La bolla della scoperta e tutte le meraviglie di Genga: un viaggio tra Acqua e Zolfo nel cuore pulsante delle Marche

Dalle antiche terme romane ai simboli della vita e della rinascita del territorio, intorno al complesso termale di Frasassi si sviluppa una macroarea che racchiude le più interessanti declinazioni turistiche della Regione Marche
Stefano Maria Meconi, 16 Ott 2025
la bolla della scoperta e tutte le meraviglie di genga: un viaggio tra acqua e zolfo nel cuore pulsante delle marche

Good things come to those who wait, dicono gli inglesi. Le cose migliori arrivano a chi sa aspettare, e l’attesa nel caso di Genga, piccola perla incastonata nel cuore pulsante e verdissimo nelle Marche, è quella di arrivare al termine di un percorso che culmina in eccellenze di rara bellezza. Si respira un’aria che non è soltanto pura, ma è la cifra media di una ricercatezza che in realtà fa parte del sentire quotidiano di chi vive e anima questo territorio. Una bolla nel cuore delle Marche, immersa tra le montagne ma allo stesso tempo vicina al mare, dove lo scorrere dei fiumi e la presenza di acque risorgive ha dato vita a capolavori come le Grotte di Frasassi: non le più grandi al mondo, ma le più belle del mondo, come ci tengono a raccontare gli speleologi che accompagnano i visitatori nelle esplorazioni guidate lungo le sale, gli anfratti, le stalattiti e le stalagmiti di questo luogo scoperto poco più di 50 anni fa. Il concetto della bolla, come vedremo, vive nelle diverse espressioni del territorio: naturale, enogastronomico, ambientale, culturale e del benessere, quello rappresentato dal complesso termale di Frasassi, un’eccellenza nel campo della cura della persona di cui vale la pena parlare anche per la capacità attrattiva che esercita sul vasto territorio marchigiano.

● Dati forniti
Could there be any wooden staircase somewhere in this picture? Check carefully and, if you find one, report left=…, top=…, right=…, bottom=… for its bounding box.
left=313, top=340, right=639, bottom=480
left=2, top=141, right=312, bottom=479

● Il problema
Sapresti riprendere il testo su Genga e proseguirlo a partire dalla sua ultima frase? Il materiale non ha alcun legame con il testo su Genga.

● Risposta
La bolla della storia: Papa Leone XII e i conti della Genga

tempietto del valadier, genga

La storia di Genga non può non tenere conto del suo passato nobiliare, nel quale insiste un personaggio apparentemente marginale, ma in realtà fondamentale: è Papa Leone XII, che regnò sullo Stato della Chiesa dal 1823 al 1828. Nei soli cinque anni di un pontificato difficile, per le precarie condizioni di salute di Annibale dei conti della Genga, e per la situazione politica creatasi dopo il periodo napoleonico e la Restaurazione, la rivoluzione di questo nobile marchigiano si fece evidente con maggiore forza proprio nel suo territorio di provenienza. Ancora oggi, il lascito del pontefice – l’unico che riuscì pur tra mille difficoltà a far celebrare il Giubileo ordinario nel corso del XIX secolo – è evidente in ogni luogo gengarino. Lo è nel borgo alto, un gioiello costruito sopra e con la pietra rossa della Genga, dalle sfumature calde e accoglienti che la rendono un unicum nelle Marche e in tutto il centro Italia. Lo è all’ingresso del breve ma impegnativo cammino che porta al tempietto (tempio) del Valadier (definizione impropria: la costruzione si deve invece probabilmente a un architetto marchigiano, e la definizione più corretta è “Tempio di Santa Maria Infra Saxa” o della “Madonna di Frasassi”), su cui troneggia all’ingresso dell’impegnativo percorso una statua bronzea del papa donata dal locale Rotary Club. Sempre all’ingresso del tempietto, una lapide marmorea celebra “[…]La memoria di Leone XII, della illustre prosapia dei conti della Genga che nel suo glorioso pontificato per affetto al suo luogo natale ne allargò il comune l’arricchì di vie eresse questo tempietto istituì nuove parrocchie dotò le povere ed avrebbe più largheggiato se più fosse vissuto”.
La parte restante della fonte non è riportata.